Assigned task: Say how many lines in the data hold "brown". Nothing else belongs in the answer.

Data records
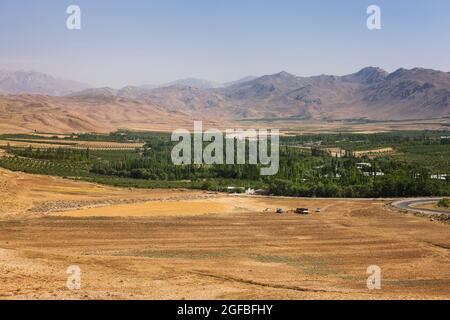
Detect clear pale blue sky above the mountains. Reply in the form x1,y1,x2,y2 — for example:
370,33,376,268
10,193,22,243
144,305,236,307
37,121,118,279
0,0,450,88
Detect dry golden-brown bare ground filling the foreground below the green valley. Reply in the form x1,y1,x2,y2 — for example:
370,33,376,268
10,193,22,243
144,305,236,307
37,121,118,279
0,169,450,299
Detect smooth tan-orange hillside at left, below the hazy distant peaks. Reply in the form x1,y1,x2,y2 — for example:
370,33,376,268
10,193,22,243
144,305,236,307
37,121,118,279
0,95,189,133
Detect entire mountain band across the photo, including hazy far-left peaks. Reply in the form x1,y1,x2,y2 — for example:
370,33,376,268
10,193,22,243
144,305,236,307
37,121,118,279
0,67,450,130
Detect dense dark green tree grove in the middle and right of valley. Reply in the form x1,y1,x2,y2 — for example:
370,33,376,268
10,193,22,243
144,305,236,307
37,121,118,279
91,145,450,197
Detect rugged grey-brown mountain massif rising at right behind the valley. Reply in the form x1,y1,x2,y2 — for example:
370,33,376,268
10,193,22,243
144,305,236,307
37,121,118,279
223,67,450,120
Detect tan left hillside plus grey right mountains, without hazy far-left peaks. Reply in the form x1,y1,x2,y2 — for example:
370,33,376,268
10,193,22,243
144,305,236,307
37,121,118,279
0,67,450,132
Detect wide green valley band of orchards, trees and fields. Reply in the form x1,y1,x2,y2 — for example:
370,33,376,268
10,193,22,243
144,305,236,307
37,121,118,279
0,131,450,198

Answer to the exercise: 2